[Source rows]
——

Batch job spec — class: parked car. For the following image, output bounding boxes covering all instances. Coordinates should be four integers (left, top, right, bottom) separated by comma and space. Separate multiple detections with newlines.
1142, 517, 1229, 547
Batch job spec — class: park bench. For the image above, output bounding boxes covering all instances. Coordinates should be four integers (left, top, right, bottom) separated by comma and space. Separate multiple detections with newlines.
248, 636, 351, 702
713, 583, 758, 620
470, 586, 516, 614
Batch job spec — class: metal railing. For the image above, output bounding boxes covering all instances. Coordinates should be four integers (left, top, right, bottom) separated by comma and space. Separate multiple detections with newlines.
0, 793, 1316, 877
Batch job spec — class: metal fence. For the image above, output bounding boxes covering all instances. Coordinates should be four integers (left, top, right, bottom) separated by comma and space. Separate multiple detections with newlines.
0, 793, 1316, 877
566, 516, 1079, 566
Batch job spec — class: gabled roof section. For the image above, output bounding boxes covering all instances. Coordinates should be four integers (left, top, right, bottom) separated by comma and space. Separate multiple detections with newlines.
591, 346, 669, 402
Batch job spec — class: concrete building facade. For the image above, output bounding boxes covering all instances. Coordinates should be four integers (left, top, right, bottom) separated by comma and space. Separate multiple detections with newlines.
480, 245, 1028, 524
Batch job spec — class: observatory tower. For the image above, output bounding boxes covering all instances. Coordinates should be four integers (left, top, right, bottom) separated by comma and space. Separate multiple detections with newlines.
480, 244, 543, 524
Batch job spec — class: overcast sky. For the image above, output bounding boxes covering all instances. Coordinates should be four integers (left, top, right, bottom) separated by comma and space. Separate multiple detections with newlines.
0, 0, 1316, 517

——

- Exercise goal -
Express every line of the rows above as a JSON list of strings, one string per line, leaving out any blank lines.

- Problem solution -
[
  "Batch job spec — class: parked car. For the following image, output bounding boxes covering all instances. Coordinates should be four integers (left, top, right, bottom) separated by comma and space. Separate multiple detections with newlines.",
  "1142, 517, 1229, 547",
  "Batch job spec — class: park bench. For the image above, output bounding boxes covering all instances. Coordinates should be four integers (left, top, right, bottom) separated by comma and space. Separate multiple detections with newlines.",
  "248, 636, 351, 702",
  "713, 583, 758, 620",
  "470, 586, 516, 614",
  "Batch job spec — class: metal railing. For the image above, output bounding boxes covering all instances. Coordinates should be four integers (left, top, right, bottom) separated by comma and space. Separate multiple detections with newlines.",
  "0, 793, 1316, 877",
  "Batch job spec — class: metal fence. For the image above, output bounding boxes covering all instances. Coordinates should be four integers (left, top, right, bottom) separated by comma and space. Separate multiple detections with newlines.",
  "0, 793, 1316, 877",
  "566, 516, 1079, 566",
  "Batch job spec — class: gabled roof section. For the image above, output bounding boxes covering all instances. Coordinates should be four integers (left, top, right, bottom) separated by comma and space. Separate multiple detections with newlines.",
  "591, 346, 669, 402",
  "Batch job spec — class: concrete building facade. For the image above, output bounding boxes covering all instances. Coordinates should be four integers (left, top, right, bottom) separated by comma and space. Separate multiple detections with newlines.",
  "480, 245, 1028, 524",
  "Batch job spec — class: observatory tower. For the image above, output bounding boxes covering all instances. Coordinates should be four integers (left, top, right, bottom) separated by comma and space. Separate multiple detections with newlines.",
  "480, 244, 543, 524",
  "Batch job spec — class: overcast sky. For the image above, output bounding boxes covering all instances. Coordinates should be four integers (left, top, right, bottom) separated by comma and space. Separate multiple detections with newlines.",
  "0, 0, 1316, 517"
]